■ PASSAGE:
Gabe Giardina

Current position
- Title: Head coach
- Team: Charleston Southern
- Conference: OVC–Big South
- Record: 10–26

Playing career
- 2000–2003: Alabama
- Positions: Placekicker, holder

Coaching career (HC unless noted)
- 2004: Alabama (SA)
- 2005–2007: Alabama (GA)
- 2008–2011: Charleston Southern (ST/RB)
- 2012: Delta State (OC/WR)
- 2013–2016: Charleston Southern (OC)
- 2017–2022: Albany State
- 2023–present: Charleston Southern

Head coaching record
- Overall: 47–43
- Tournaments: 0–1 (NCAA D-II playoffs)

Accomplishments and honors

Championships
- 1 SIAC (2021) 3 SIAC East Division (2018–2019, 2021)

= Gabe Giardina =

American football coach and player

Gabe Giardina is an American football coach and former player who is currently the head coach for the Charleston Southern Buccaneers. He played college football at Alabama and had previously coached there, at Delta State and at Albany State.

==Early life and education==
Giardina attended State College Area High School in Pennsylvania for a year, then Penns Valley Area High School for two years, before spending one year at DuPont High School in West Virginia and one at The Kiski School. He enrolled at the University of Alabama in 2000 and was a walk-on member of their football team, playing placekicker and holder. He was named Academic All-Southeastern Conference (SEC) as a senior in 2003 and appeared in nine games. ESPN commentator Chris Fowler described Giardina as "Alabama's answer to Rudy."

==Coaching career==
Giardina began a coaching career in 2004 after graduating from Alabama, working as a student coach for free. He was promoted to graduate assistant in 2005. He served through 2007 in that position under coaches Mike Shula and Nick Saban. Giardina began serving as running backs coach and special teams coach at Charleston Southern in 2008, where he served through 2011.

In 2012, Giardina served as offensive coordinator and wide receivers coach at Delta State. The following year, he returned to Charleston Southern as offensive coordinator. In four seasons, Giardina helped the school win 36 games, one conference championship and reach the playoffs twice.

■ COLLECTED MATERIAL:
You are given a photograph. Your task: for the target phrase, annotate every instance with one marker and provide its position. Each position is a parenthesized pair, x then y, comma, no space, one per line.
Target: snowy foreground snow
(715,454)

■ STATED PROBLEM:
Quote the Gabe Giardina article word for word, starting at "- 2008–2011: Charleston" and ending at "Division (2018–2019, 2021)". Work only from the Gabe Giardina article, not the material.

■ RIGHT ANSWER:
- 2008–2011: Charleston Southern (ST/RB)
- 2012: Delta State (OC/WR)
- 2013–2016: Charleston Southern (OC)
- 2017–2022: Albany State
- 2023–present: Charleston Southern

Head coaching record
- Overall: 47–43
- Tournaments: 0–1 (NCAA D-II playoffs)

Accomplishments and honors

Championships
- 1 SIAC (2021) 3 SIAC East Division (2018–2019, 2021)